[Detection examples]
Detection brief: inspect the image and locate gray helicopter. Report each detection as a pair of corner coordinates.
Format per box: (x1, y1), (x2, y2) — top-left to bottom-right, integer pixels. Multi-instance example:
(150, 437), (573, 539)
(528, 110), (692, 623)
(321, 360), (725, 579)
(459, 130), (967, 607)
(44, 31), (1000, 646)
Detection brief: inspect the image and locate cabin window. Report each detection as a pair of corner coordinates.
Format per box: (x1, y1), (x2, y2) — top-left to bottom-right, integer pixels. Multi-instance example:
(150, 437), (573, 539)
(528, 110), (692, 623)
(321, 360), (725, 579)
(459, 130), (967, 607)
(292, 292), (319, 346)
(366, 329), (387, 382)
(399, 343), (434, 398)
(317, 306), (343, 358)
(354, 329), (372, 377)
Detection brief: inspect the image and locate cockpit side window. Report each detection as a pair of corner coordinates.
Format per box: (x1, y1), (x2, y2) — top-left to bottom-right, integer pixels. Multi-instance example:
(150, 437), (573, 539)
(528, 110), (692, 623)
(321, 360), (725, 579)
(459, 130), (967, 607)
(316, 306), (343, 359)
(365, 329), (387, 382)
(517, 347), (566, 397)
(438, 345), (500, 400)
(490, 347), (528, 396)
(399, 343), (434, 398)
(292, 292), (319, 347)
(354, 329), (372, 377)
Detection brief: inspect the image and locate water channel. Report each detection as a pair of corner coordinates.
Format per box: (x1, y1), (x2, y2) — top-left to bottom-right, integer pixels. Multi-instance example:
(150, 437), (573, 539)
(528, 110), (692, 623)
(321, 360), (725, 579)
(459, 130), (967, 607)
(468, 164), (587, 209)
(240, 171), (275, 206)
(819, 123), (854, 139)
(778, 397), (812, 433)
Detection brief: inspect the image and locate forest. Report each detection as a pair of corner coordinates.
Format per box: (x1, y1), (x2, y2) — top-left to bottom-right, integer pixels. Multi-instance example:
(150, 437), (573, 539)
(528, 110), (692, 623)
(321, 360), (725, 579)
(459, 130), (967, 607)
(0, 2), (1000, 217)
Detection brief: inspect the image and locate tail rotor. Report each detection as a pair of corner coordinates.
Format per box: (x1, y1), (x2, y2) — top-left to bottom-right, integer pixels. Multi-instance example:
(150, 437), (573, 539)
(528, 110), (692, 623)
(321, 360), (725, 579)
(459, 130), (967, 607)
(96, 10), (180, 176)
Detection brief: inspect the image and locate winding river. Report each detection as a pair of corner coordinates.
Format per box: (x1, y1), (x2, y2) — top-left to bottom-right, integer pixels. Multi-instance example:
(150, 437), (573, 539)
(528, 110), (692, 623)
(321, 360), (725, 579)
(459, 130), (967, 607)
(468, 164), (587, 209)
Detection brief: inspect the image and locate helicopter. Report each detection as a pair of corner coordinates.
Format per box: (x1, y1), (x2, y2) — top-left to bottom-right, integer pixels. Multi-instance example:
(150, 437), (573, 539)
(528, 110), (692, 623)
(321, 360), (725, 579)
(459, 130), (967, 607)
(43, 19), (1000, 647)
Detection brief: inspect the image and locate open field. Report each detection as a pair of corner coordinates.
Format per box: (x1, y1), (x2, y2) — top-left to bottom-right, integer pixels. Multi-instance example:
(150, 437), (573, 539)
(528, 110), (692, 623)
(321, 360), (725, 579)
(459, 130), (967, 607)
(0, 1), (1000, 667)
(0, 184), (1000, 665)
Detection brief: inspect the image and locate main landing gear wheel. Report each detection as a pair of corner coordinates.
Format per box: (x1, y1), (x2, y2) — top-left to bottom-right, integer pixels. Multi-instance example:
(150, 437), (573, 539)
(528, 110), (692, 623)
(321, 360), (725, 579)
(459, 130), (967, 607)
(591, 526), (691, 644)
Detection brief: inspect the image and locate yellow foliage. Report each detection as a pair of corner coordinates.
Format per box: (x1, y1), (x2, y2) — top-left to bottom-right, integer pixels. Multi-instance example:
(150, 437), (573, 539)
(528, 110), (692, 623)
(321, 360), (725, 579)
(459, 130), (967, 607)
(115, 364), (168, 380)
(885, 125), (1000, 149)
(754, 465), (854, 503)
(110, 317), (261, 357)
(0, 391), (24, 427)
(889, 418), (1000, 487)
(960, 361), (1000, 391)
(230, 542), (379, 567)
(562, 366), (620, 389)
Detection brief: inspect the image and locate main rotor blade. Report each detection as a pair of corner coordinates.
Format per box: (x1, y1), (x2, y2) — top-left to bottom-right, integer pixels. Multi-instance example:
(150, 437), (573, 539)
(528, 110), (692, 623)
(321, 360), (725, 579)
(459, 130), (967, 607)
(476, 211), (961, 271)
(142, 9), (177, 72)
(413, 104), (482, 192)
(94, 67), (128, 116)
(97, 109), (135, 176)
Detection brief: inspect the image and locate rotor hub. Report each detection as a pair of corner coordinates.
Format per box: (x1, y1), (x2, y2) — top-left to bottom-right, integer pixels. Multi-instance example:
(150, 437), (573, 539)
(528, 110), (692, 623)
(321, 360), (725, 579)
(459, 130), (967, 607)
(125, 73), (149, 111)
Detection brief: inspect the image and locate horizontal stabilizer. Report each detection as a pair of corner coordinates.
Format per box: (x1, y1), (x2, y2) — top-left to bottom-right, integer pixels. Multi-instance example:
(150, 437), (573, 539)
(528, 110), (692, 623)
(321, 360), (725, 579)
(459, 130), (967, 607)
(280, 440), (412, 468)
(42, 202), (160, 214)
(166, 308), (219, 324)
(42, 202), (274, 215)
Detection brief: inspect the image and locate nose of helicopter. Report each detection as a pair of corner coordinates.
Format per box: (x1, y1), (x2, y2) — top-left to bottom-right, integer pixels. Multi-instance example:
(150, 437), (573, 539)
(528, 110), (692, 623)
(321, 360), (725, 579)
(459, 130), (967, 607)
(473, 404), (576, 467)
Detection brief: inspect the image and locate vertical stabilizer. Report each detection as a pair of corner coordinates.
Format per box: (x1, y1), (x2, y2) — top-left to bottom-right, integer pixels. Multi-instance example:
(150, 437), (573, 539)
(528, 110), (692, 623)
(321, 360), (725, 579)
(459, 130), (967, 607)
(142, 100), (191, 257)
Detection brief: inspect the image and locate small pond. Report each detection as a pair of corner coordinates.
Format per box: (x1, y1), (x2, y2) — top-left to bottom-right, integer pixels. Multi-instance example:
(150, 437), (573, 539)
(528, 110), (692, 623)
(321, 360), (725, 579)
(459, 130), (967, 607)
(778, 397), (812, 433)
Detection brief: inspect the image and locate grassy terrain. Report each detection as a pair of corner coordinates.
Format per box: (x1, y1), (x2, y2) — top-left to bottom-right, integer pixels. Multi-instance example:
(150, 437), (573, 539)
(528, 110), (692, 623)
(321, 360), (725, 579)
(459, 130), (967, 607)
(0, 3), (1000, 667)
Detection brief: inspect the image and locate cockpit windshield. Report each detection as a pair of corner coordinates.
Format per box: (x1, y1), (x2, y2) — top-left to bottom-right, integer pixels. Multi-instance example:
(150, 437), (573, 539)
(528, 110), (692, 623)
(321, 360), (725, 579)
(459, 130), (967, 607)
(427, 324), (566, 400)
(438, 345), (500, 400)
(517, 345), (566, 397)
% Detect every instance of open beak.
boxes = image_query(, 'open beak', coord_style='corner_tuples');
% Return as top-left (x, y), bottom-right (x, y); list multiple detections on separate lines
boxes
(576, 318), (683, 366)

__Task to complete__. Please copy every one of the detection entries above word for word, from the first line to the last.

__Written answer__.
Detection brief: inspect the image and locate gray helicopter. Report each detection as a pair of corner coordinates.
Format per box: (x1, y1), (x2, y2) — top-left to bottom-right, integer pixels. Multi-instance example:
(150, 437), (573, 539)
(528, 110), (692, 623)
(321, 360), (725, 579)
(459, 130), (967, 607)
(44, 31), (1000, 646)
Detection brief: inspect the image and locate cabin window. Report each detection as a pair of corner coordinates.
Format per box: (x1, y1), (x2, y2) — top-left to bottom-right, integer pixels. Multi-instance example:
(150, 437), (573, 539)
(528, 110), (692, 623)
(321, 360), (725, 579)
(459, 130), (967, 607)
(292, 292), (319, 346)
(366, 329), (387, 382)
(399, 343), (434, 398)
(317, 306), (343, 358)
(354, 329), (372, 377)
Detection brief: inspect the image and locate cockpit side window. Report each detection as a pair of corner coordinates.
Format per box: (x1, y1), (x2, y2) — top-left to bottom-right, integer pixels. Multi-instance example:
(150, 437), (573, 539)
(528, 110), (692, 623)
(321, 360), (725, 579)
(459, 130), (967, 607)
(316, 306), (343, 359)
(365, 329), (387, 382)
(517, 347), (566, 397)
(438, 345), (500, 400)
(490, 347), (528, 396)
(399, 343), (434, 398)
(292, 292), (319, 347)
(354, 329), (372, 377)
Detection brief: inspect the image and locate water channel. Report each detection as a pair of corner coordinates.
Format per box: (x1, y1), (x2, y2) — top-left to bottom-right, integer pixels. Multi-instance example:
(150, 437), (573, 539)
(528, 110), (692, 623)
(321, 360), (725, 579)
(459, 130), (967, 607)
(468, 164), (587, 209)
(240, 171), (275, 206)
(819, 123), (854, 139)
(778, 397), (812, 433)
Detection brief: inspect the image and locate forest. Report each detection as a pair of corner coordinates.
Format per box: (x1, y1), (x2, y2) — top-left to bottom-right, integer pixels. Multi-instance example:
(150, 437), (573, 539)
(528, 110), (692, 623)
(321, 360), (725, 579)
(459, 130), (967, 607)
(0, 2), (1000, 217)
Detection brief: inspect the image and locate tail rotor. Report each detection as a pair of corner coordinates.
Format per box: (x1, y1), (x2, y2) — top-left to bottom-right, integer pixels. Multi-instance example:
(150, 437), (573, 539)
(528, 110), (692, 623)
(321, 360), (725, 579)
(459, 130), (967, 607)
(96, 10), (180, 176)
Detection brief: inspect the image and locate winding river. Report each detection as a pair of corner coordinates.
Format per box: (x1, y1), (x2, y2) — top-left to bottom-right, integer pixels. Multi-instance example:
(150, 437), (573, 539)
(528, 110), (692, 623)
(321, 360), (725, 579)
(459, 130), (967, 607)
(468, 164), (587, 209)
Detection brief: inspect the image and locate helicopter. Report each detection as a pair of corner coordinates.
Format per box: (x1, y1), (x2, y2) — top-left to bottom-right, integer pixels. Multi-instance example:
(150, 437), (573, 539)
(528, 110), (692, 623)
(321, 360), (725, 579)
(459, 130), (967, 607)
(43, 19), (1000, 647)
Detection brief: inspect the image and locate open field. Report each detection as a pair of corner coordinates.
Format per box: (x1, y1), (x2, y2) — top-left to bottom-right, integer pixels. Multi-instance example:
(150, 437), (573, 539)
(528, 110), (692, 623)
(321, 360), (725, 579)
(459, 130), (967, 607)
(0, 1), (1000, 667)
(0, 184), (1000, 665)
Detection brief: inspect the image and locate main landing gear wheel. Report each detection as a pair of corner coordinates.
Format per box: (x1, y1), (x2, y2) — top-left to bottom-right, integer pixels. Multi-instance example:
(150, 437), (573, 539)
(528, 110), (692, 623)
(321, 360), (725, 579)
(459, 130), (967, 607)
(591, 526), (691, 644)
Detection brief: inspect the image and locate yellow foliage. Report each detection as a pair of corner coordinates.
Format per box: (x1, y1), (x2, y2) — top-left to bottom-right, integer pixels. Multi-instance example:
(150, 437), (573, 539)
(528, 110), (692, 623)
(321, 360), (725, 579)
(459, 130), (967, 607)
(115, 364), (168, 380)
(885, 125), (1000, 149)
(754, 465), (854, 503)
(110, 317), (261, 357)
(0, 391), (24, 427)
(889, 418), (1000, 487)
(960, 361), (1000, 391)
(230, 542), (379, 567)
(562, 366), (620, 389)
Detection brief: inspect the image and locate main rotor blade. Report each detection as a pair of corner coordinates.
Format per box: (x1, y1), (x2, y2) — top-left to bottom-right, integer pixels. Multi-instance example:
(150, 437), (573, 539)
(528, 110), (692, 623)
(321, 360), (725, 579)
(459, 130), (967, 607)
(476, 211), (961, 271)
(142, 9), (177, 72)
(413, 104), (482, 192)
(94, 67), (128, 116)
(97, 109), (135, 176)
Detection brief: inspect the image and locate rotor hub. Report each detection as a pair of corner coordinates.
Format per box: (x1, y1), (x2, y2) — top-left to bottom-right, integer pixels. Multi-instance example:
(150, 437), (573, 539)
(528, 110), (692, 623)
(321, 360), (725, 579)
(459, 130), (967, 607)
(125, 73), (149, 111)
Detection brief: inspect the image and locate horizontal stabilizer. Report each detection as a pair of corner coordinates.
Format per box: (x1, y1), (x2, y2) — top-left to bottom-right, integer pixels. Multi-instance example:
(150, 437), (573, 539)
(528, 110), (692, 623)
(321, 360), (725, 579)
(459, 130), (967, 607)
(280, 440), (412, 468)
(42, 202), (160, 214)
(166, 308), (219, 324)
(42, 202), (274, 215)
Detection brief: inspect the image and locate nose of helicopter. Report each detection as a pair of corner coordinates.
Format per box: (x1, y1), (x2, y2) — top-left to bottom-right, integer pixels. Multi-instance example:
(150, 437), (573, 539)
(528, 110), (692, 623)
(321, 360), (725, 579)
(459, 130), (967, 607)
(473, 404), (576, 467)
Detection brief: inspect the image and locate vertical stabilizer. Report each detection as a pair of corner coordinates.
Format per box: (x1, y1), (x2, y2) — top-left to bottom-right, integer pixels. Multi-instance example:
(150, 437), (573, 539)
(528, 110), (692, 623)
(321, 360), (725, 579)
(459, 130), (967, 607)
(142, 100), (191, 257)
Detection brief: inspect the image and locate small pond. Report each detection as a pair of corner coordinates.
Format per box: (x1, y1), (x2, y2) — top-left to bottom-right, integer pixels. Multi-instance example:
(150, 437), (573, 539)
(528, 110), (692, 623)
(321, 360), (725, 579)
(459, 130), (967, 607)
(778, 397), (812, 433)
Detection brief: inspect the image and locate grassy terrain. Report each detection as a pair of corner coordinates.
Format per box: (x1, y1), (x2, y2) — top-left to bottom-right, integer pixels. Multi-instance example:
(150, 437), (573, 539)
(528, 110), (692, 623)
(321, 360), (725, 579)
(459, 130), (967, 607)
(0, 3), (1000, 667)
Detection brief: inspect the image and locate cockpit windshield. Report each detection as a pair of corner coordinates.
Format per box: (x1, y1), (x2, y2) — top-left to bottom-right, integer pixels. Multi-instance example:
(150, 437), (573, 539)
(528, 110), (692, 623)
(321, 360), (725, 579)
(459, 130), (967, 607)
(427, 324), (566, 400)
(438, 345), (500, 400)
(517, 345), (566, 397)
% Detect every instance of open beak.
boxes = image_query(, 'open beak', coord_style='corner_tuples');
% Return as top-left (x, y), bottom-right (x, y); list multiple detections on separate lines
boxes
(576, 318), (683, 366)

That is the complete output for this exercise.